§ **Text for analysis**

By Andrew Cohen
Growing up in Honolulu, Shelby Nacino ’18 was routinely inspired by her father. The first person in his family to graduate from college and eventually law school, he motivated her to follow a similar passion for justice.
That led Nacino to Berkeley Law, where she dived into helping disadvantaged clients at the school’s legal clinics. She relished working within that “village of advocates,” and on April 16 was rewarded with Berkeley Law’s annual Sax Prize for Clinical Advocacy.

“A big part of why I’m standing here today is because of my dad’s good luck,” Nacino said in her acceptance speech. “But luck should not be a determining factor in any person’s life. Luck should not dictate a person’s ability to access education or a secure income. More fundamentally, nobody should be uncertain about whether they will have food to eat, whether they will have a place to sleep at night, or whether they will be safe. Yet every day, we work with people whose lives are routinely destabilized by events that are completely out of their control.”
Named for the late Brian Sax ’69, a respected San Francisco litigator and Berkeley Law lecturer, the prize honors a graduating legal clinic student who displays excellence in advocacy and professional judgment. Nacino was chosen from a group of nominated students from the school’s various clinics.
Her dizzying list of community-facing work included stints at the Policy Advocacy Clinic, Tenants’ Rights Workshop, and East Bay Community Law Center (EBCLC). There, her tenacity and dedication stood out within the Health & Welfare Program and the Community Economic Justice Clinic, which she said, “fundamentally challenged me to think about the kind of lawyer I want to be.”

§ **Dataset records**
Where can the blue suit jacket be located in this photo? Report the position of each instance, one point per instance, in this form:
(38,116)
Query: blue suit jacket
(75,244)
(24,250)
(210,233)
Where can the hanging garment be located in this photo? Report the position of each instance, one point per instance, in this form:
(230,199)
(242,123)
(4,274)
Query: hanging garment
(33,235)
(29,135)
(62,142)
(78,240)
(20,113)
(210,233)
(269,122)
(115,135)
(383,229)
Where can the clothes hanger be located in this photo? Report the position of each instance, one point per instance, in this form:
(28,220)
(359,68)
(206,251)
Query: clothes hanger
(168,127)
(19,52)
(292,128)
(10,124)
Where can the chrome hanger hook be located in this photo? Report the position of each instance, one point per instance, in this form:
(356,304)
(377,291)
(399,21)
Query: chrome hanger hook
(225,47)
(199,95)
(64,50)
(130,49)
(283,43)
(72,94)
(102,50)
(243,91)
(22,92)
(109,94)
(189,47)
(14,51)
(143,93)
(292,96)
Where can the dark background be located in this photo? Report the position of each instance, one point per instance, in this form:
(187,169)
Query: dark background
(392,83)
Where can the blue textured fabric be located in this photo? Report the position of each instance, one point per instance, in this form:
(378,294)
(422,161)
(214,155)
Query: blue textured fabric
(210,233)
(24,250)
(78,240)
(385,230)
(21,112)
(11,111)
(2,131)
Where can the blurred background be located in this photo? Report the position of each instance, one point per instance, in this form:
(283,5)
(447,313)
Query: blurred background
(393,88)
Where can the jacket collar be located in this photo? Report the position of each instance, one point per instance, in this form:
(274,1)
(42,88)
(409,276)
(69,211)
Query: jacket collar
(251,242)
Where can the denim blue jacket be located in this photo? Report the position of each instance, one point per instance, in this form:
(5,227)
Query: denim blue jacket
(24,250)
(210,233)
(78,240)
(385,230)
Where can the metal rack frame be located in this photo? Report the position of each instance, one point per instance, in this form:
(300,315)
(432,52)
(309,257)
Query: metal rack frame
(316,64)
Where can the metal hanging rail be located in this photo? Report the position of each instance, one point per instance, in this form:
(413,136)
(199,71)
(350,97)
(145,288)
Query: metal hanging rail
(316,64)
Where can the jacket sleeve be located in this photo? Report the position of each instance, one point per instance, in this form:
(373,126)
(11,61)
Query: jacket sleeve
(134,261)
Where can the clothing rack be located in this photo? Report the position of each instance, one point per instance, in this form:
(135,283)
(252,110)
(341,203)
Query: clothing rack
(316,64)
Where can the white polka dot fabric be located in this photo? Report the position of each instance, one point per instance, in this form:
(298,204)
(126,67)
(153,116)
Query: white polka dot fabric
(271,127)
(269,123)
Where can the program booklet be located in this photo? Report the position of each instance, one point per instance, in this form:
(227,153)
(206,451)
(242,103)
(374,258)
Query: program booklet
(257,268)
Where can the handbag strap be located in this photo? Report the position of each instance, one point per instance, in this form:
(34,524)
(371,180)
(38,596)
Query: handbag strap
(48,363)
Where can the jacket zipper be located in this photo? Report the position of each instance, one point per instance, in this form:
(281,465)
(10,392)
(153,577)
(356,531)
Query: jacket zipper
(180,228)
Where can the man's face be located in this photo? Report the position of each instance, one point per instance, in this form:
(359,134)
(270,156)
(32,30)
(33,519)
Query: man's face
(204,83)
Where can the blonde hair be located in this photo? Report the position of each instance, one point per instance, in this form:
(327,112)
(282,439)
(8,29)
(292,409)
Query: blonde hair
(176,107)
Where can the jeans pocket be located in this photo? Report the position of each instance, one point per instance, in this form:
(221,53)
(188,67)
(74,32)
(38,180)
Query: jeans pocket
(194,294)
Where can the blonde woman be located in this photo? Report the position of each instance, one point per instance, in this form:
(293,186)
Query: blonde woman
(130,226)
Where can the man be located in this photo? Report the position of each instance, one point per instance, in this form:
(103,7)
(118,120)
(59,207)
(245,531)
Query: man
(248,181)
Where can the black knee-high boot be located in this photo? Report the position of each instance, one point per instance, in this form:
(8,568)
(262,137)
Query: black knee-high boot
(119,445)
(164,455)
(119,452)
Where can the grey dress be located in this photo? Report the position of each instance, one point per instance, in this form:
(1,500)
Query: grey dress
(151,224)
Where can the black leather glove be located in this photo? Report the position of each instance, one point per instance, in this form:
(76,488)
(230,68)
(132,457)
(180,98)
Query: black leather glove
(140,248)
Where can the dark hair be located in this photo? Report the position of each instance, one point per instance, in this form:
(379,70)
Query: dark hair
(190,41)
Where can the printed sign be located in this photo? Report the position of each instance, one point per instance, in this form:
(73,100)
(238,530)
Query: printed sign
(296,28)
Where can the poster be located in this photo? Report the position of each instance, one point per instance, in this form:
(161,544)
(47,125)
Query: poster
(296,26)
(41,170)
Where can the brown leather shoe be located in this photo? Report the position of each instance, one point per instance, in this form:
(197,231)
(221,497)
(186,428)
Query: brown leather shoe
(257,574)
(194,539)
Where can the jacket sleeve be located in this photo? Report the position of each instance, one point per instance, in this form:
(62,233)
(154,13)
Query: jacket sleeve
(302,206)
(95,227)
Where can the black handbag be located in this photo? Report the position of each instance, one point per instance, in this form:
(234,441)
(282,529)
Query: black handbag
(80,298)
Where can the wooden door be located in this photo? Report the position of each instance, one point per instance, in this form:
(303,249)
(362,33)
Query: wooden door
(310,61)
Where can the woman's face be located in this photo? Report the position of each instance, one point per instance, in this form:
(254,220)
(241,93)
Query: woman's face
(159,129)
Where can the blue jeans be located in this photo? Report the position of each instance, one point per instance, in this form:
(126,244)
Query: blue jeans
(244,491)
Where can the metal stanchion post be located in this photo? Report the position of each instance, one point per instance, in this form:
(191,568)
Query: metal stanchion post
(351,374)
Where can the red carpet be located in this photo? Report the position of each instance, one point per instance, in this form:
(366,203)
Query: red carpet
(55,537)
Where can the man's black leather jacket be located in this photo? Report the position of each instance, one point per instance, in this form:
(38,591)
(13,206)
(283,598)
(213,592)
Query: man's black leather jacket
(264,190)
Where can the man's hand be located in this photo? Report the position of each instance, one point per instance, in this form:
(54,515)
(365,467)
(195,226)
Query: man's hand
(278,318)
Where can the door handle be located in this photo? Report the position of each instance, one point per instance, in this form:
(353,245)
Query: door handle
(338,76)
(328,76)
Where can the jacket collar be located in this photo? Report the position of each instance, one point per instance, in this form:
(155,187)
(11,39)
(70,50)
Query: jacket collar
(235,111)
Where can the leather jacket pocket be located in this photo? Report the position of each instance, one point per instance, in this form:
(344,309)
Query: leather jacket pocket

§ **Work request**
Reproduce word for word the passage of the article on Shelby Nacino's Sax Prize starting at "By Andrew Cohen" and ending at "for Clinical Advocacy.".

§ **Exercise answer**
By Andrew Cohen
Growing up in Honolulu, Shelby Nacino ’18 was routinely inspired by her father. The first person in his family to graduate from college and eventually law school, he motivated her to follow a similar passion for justice.
That led Nacino to Berkeley Law, where she dived into helping disadvantaged clients at the school’s legal clinics. She relished working within that “village of advocates,” and on April 16 was rewarded with Berkeley Law’s annual Sax Prize for Clinical Advocacy.